(Pointing dataset records)
● ● ● ●

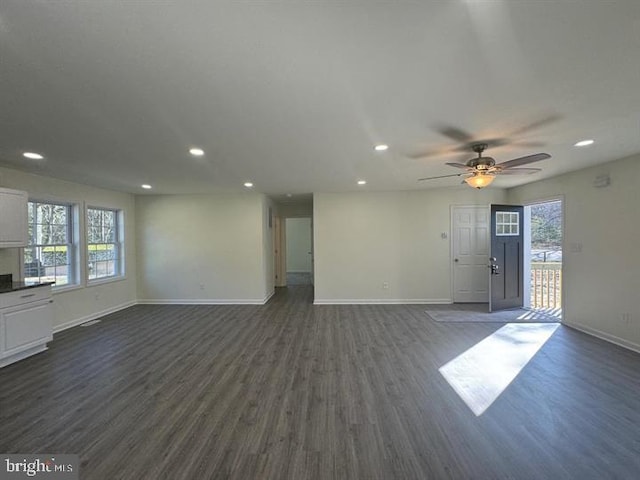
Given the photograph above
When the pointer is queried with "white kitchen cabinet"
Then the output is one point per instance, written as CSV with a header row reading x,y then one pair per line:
x,y
25,323
13,218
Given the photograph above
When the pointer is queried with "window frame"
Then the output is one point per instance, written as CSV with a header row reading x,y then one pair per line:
x,y
72,245
118,246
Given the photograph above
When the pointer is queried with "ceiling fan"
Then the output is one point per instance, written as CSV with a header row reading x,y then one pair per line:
x,y
481,171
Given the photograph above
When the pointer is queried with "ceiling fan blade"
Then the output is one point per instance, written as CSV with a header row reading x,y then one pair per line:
x,y
518,171
516,162
536,124
455,134
441,176
457,165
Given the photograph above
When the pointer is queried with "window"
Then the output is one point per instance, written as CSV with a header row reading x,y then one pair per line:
x,y
51,253
103,243
507,224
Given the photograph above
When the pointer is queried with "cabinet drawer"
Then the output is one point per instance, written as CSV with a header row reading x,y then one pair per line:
x,y
26,327
22,297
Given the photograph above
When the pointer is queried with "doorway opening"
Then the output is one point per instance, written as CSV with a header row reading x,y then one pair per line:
x,y
299,251
543,257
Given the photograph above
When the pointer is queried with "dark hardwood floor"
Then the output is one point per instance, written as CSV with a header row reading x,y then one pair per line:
x,y
295,391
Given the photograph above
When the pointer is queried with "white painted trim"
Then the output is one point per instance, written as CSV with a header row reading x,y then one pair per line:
x,y
268,296
382,301
203,301
603,336
92,316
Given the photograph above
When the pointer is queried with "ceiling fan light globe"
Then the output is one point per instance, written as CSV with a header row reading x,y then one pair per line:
x,y
480,180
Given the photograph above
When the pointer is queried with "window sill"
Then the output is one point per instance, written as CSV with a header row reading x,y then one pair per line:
x,y
101,281
66,288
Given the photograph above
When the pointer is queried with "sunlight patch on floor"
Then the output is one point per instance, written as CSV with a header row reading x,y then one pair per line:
x,y
483,372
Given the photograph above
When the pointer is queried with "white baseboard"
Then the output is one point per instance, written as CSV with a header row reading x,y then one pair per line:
x,y
203,301
268,296
92,316
381,301
604,336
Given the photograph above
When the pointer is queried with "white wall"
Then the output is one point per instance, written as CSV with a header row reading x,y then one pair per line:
x,y
298,238
601,263
85,302
362,240
202,248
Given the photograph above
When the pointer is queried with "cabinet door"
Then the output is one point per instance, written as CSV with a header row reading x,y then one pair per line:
x,y
26,327
13,218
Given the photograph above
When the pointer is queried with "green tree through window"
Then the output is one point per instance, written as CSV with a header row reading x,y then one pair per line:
x,y
103,246
50,254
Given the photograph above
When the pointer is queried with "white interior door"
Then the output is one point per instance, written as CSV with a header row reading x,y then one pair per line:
x,y
470,253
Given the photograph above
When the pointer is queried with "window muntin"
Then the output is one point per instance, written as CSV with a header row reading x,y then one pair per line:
x,y
103,244
507,224
50,254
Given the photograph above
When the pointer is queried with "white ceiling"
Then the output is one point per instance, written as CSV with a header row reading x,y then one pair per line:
x,y
294,95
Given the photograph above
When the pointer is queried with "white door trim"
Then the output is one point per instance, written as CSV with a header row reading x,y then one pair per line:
x,y
454,288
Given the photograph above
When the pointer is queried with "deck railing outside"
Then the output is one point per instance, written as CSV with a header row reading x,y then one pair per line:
x,y
546,285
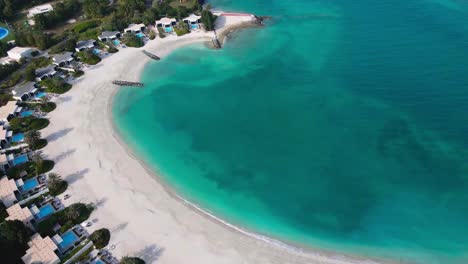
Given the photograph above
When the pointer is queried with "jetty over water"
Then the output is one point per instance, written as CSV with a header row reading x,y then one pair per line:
x,y
151,55
127,83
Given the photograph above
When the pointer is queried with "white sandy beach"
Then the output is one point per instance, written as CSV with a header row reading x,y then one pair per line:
x,y
144,218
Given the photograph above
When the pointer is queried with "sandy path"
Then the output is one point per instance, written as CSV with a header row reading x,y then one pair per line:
x,y
144,219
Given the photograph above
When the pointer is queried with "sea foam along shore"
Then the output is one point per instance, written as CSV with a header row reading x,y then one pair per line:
x,y
145,219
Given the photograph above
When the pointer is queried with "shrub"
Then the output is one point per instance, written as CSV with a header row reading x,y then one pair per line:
x,y
88,57
131,260
56,85
100,238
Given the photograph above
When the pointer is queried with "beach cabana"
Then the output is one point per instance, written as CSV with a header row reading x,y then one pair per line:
x,y
85,45
63,59
109,35
167,24
23,92
9,111
41,250
135,28
193,21
45,73
18,53
8,191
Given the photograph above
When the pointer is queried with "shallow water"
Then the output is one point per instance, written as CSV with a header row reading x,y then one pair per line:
x,y
341,125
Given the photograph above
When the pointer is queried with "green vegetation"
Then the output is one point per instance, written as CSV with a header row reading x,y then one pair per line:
x,y
15,231
132,40
55,85
29,123
74,214
88,57
208,19
181,29
131,260
100,238
56,184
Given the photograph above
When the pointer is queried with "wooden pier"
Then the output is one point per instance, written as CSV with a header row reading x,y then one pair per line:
x,y
151,55
127,83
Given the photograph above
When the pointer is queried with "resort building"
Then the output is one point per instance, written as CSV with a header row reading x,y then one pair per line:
x,y
18,53
166,24
16,212
9,111
193,21
40,9
8,191
41,250
63,59
23,92
109,35
45,73
135,28
85,45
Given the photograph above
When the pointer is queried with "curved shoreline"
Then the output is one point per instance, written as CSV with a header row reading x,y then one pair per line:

● ● ● ●

Task to complete: Keep the pictures out of your copy, and repeat every entry above exactly.

Result of the task:
Given the photograph above
When the pointer is queried with "white kitchen cabinet"
Then the output is one point per instance, written as CSV with a header row reading x,y then one pair per line:
x,y
25,323
13,218
Given the photograph above
When the pointer is queried with "window frame"
Then the output is one point per instance, written as CSV with a header row reading x,y then one pair per line:
x,y
72,245
118,246
Given the photograph above
When the pointer is queried with "ceiling fan"
Then the output is one point per instance, written as CSV with a header row reading x,y then one pair per line:
x,y
481,171
Given the photograph above
When the pointer is queried with "ceiling fan blade"
Then the output is one point per instance, written as CSV with a header row reading x,y then one pair per line:
x,y
518,171
516,162
536,124
455,134
441,176
457,165
Given the photograph above
When the pointer is queried with "window"
Then the output is one point per instance, written as CSV with a header row reading x,y then one pair per line:
x,y
51,253
103,243
507,224
Given the photograph above
When the pointer is queried with "cabinet drawer"
Then the output is one point per instance, written as CSV with a header row reading x,y then one pair per line:
x,y
26,327
22,297
Given the photograph above
When the pointer is queried with "doorway opening"
Then the output is one point per instance, written as CSV with a header row reading x,y then one pair per line:
x,y
299,251
543,257
Given the photograph above
When the pointer is queried with "dark hardwood floor"
Then the output is one point per instance, written as CSV with a header row reading x,y then one pair per line:
x,y
295,391
Given the photograph above
When the pointer is queried with "white painted trim"
Then the output is one point per instance, written as CSV with a header row reading x,y then one pair per line:
x,y
268,296
382,301
203,301
603,336
92,316
Given the photograph above
When the pointer is queried with "ceiling fan light globe"
Then the output is one point per instance, written as CSV with a header row reading x,y then one pair per line:
x,y
480,180
Given the photograph above
When the pointer is queried with "window sill"
Then the output is one point per instance, written as CSV with a header row reading x,y then one pair per line:
x,y
101,281
66,288
Given the photograph above
When the pointer is queried with "sunlight patch on floor"
Then the output is one point per instance, written as CSV with a header row reading x,y then one pair per line:
x,y
483,372
Given the photograph above
When the pointer is queried with "white baseboard"
Then the output is one point per instance, written as CSV with a header row reading x,y then one pair per line:
x,y
203,301
268,296
92,316
381,301
604,336
Given the photograph above
When the pointer is queried with "white wall"
Then the output is one point per instance, written as CSV with a header row reading x,y then one pair per line:
x,y
298,238
601,263
85,302
362,240
202,248
Given the photograph above
When the pointer is queried with "cabinet door"
Then the output is one point per instance, written as CSV with a header row reading x,y then one pair per line:
x,y
26,327
13,218
Given the photograph above
When the pointer is queried with "green tree through window"
Then the output is one point per instance, written as CSV with a header row reading x,y then one pair per line:
x,y
103,246
50,254
Given the photograph above
When the pointer is queried with "white interior door"
Then the output is one point per instance, written as CSV with a header row reading x,y then one pair per line:
x,y
470,253
Given the photograph above
When the pointer is queried with "window muntin"
Then the output is one point per instance, written as CSV with a header row reading x,y then one pair per line:
x,y
103,244
507,224
50,254
Given the photograph above
When the pointer is queried with "white ceiling"
Then the output is one point per instance, written as CSV with a header row reading x,y then one pair per line:
x,y
294,95
Given the photograph above
When the pointer is queried with "white door trim"
Then the output is one point per instance, written as CSV with a header row reading x,y then one pair per line:
x,y
454,288
Given the photograph above
When the pointer is queried with "deck railing outside"
Then the output is one point per instance, written as CSV with a header row reading x,y then one pair per line:
x,y
546,285
Given the photograph above
When the pointer is queried with "jetty over water"
Then the output is one point per instance, written as CSV with a header row reading x,y then one pair per line:
x,y
151,55
127,83
Given the photograph above
When the pointer is queried with "white sandy beach"
Then the output is one point per instance, written as CSV with a header row reading x,y then one pair per line:
x,y
144,218
Given the photograph above
When the pointer is queried with "sandy path"
Then the output is one point per instance, written as CSV with a header row reading x,y then one pair per line:
x,y
144,219
Given the photograph above
When the pointer is queried with "sea foam along shore"
Then the output is one point per instance, written as CSV with a header row reading x,y then one pair per line:
x,y
145,219
Given the photograph above
When the pointer is queried with "shrub"
Then the output is one point per instance, written as CSV with a header row reading x,y then one pair per line:
x,y
88,57
131,260
56,85
100,238
Given the photograph above
When the pointer is queried with "beach cabana"
Then the output is one point per instance, written as CSV with a header row reading x,y then one pair per line:
x,y
85,45
63,59
109,35
167,24
23,92
9,111
41,250
135,28
193,21
45,73
18,53
8,191
Given the photograph above
When the pointer is queried with "shallow water"
Then the output is one point per instance, written as CSV with a header row reading x,y then one pair per line:
x,y
341,125
Given the photograph above
When the pointer is queried with "green vegetation"
Then the output is one point per instance, written as CSV with a header row reading x,y then one pair per line:
x,y
15,231
132,40
55,85
29,123
74,214
88,57
208,19
181,29
131,260
100,238
56,184
Given the photograph above
When the pointer is queried with "wooden pier"
Then the output is one point per instance, written as CSV with a header row reading x,y then one pair per line:
x,y
151,55
127,83
Given the photograph above
When the pointer is queried with "resort building"
Then the output is one point per instance, written as CSV with a header row reading x,y then one pair per line:
x,y
18,53
166,24
16,212
9,111
193,21
40,9
8,191
41,250
63,59
23,92
109,35
45,73
135,28
85,45
Given the photograph above
When the pointer is queried with "curved shoreline"
Then the output is one point per instance, written as CSV with a header row reading x,y then one pair per line:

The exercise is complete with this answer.